→ Excerpt
########################################
Moscow borscht
10 servings
40 minutes
Moscow borscht is a true classic of Russian cuisine, combining rich meat broth, caramelized beetroot, and aromatic vegetables. Its roots go back to the history of Moscow gastronomy, where it became a symbol of home comfort and hospitality. Borscht has a rich, deep flavor where the acidity of vinegar and tomatoes is perfectly balanced by the sweetness of beets and carrots. The hallmark of Moscow borscht is the careful sautéing of vegetables that gives it a rich color and thick texture. It is served with fresh herbs and sour cream that adds tenderness and softness to the taste. On the second day, borscht gets even better as its flavor unfolds anew, making it an ideal dish for family lunch or cozy evening. This borscht is not just food but a whole gastronomic story with vibrant character and traditions.


1
Cook meat broth. Pour water over the beef and bring to a boil. Add vegetables - carrot, onion, garlic, parsley stems - to the broth. Reduce heat and let it simmer slowly for one and a half hours. The readiness of the broth is also determined by the meat: it should be cooked, edible, and tender. Once everything is cooked, strain the broth.
########################################
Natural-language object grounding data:
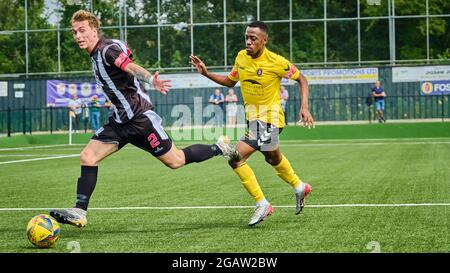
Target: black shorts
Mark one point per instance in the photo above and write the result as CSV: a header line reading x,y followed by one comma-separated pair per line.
x,y
262,136
144,131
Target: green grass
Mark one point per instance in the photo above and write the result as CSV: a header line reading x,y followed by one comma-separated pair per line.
x,y
355,164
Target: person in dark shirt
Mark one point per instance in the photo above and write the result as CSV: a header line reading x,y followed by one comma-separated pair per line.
x,y
132,120
379,95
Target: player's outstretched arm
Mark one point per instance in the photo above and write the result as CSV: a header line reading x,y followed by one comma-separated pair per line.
x,y
201,68
142,74
305,115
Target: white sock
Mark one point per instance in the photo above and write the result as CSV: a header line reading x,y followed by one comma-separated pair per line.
x,y
262,202
299,188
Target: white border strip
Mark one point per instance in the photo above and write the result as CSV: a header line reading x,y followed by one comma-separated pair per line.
x,y
38,159
243,207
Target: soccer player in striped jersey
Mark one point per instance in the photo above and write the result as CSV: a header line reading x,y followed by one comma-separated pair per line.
x,y
133,120
260,71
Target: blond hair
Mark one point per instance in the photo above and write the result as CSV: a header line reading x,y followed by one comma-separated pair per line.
x,y
83,15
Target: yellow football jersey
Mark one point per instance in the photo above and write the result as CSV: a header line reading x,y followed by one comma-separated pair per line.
x,y
260,84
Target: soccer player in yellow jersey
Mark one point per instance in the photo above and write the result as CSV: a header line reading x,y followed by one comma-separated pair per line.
x,y
260,72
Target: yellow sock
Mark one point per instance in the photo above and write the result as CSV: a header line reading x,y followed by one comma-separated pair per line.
x,y
285,172
249,181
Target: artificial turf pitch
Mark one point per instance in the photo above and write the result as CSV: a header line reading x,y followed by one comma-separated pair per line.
x,y
382,184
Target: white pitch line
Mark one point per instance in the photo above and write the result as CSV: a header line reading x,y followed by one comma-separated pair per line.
x,y
38,159
243,207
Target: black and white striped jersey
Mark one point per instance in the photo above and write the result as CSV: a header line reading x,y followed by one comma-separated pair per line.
x,y
109,59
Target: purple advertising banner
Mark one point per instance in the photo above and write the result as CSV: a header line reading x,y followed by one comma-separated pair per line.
x,y
60,92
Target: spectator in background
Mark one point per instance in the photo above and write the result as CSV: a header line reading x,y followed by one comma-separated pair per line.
x,y
284,96
217,100
231,100
94,110
75,111
379,95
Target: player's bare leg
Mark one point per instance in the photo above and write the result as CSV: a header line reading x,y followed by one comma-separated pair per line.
x,y
176,158
91,155
242,169
285,172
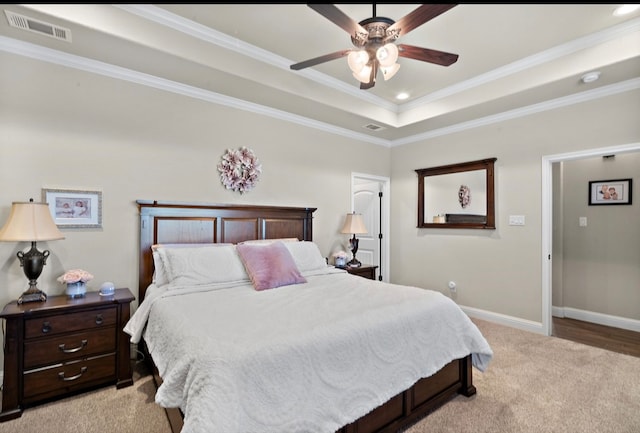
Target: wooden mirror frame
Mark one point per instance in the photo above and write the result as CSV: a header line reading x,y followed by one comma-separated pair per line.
x,y
459,221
########################################
→ Work request
Output the full Moscow borscht recipe text exactly, word for word. Rely solely on the recipe text for what follows.

→ Completed exercise
Moscow borscht
10 servings
40 minutes
Moscow borscht is a true classic of Russian cuisine, combining rich meat broth, caramelized beetroot, and aromatic vegetables. Its roots go back to the history of Moscow gastronomy, where it became a symbol of home comfort and hospitality. Borscht has a rich, deep flavor where the acidity of vinegar and tomatoes is perfectly balanced by the sweetness of beets and carrots. The hallmark of Moscow borscht is the careful sautéing of vegetables that gives it a rich color and thick texture. It is served with fresh herbs and sour cream that adds tenderness and softness to the taste. On the second day, borscht gets even better as its flavor unfolds anew, making it an ideal dish for family lunch or cozy evening. This borscht is not just food but a whole gastronomic story with vibrant character and traditions.


1
Cook meat broth. Pour water over the beef and bring to a boil. Add vegetables - carrot, onion, garlic, parsley stems - to the broth. Reduce heat and let it simmer slowly for one and a half hours. The readiness of the broth is also determined by the meat: it should be cooked, edible, and tender. Once everything is cooked, strain the broth.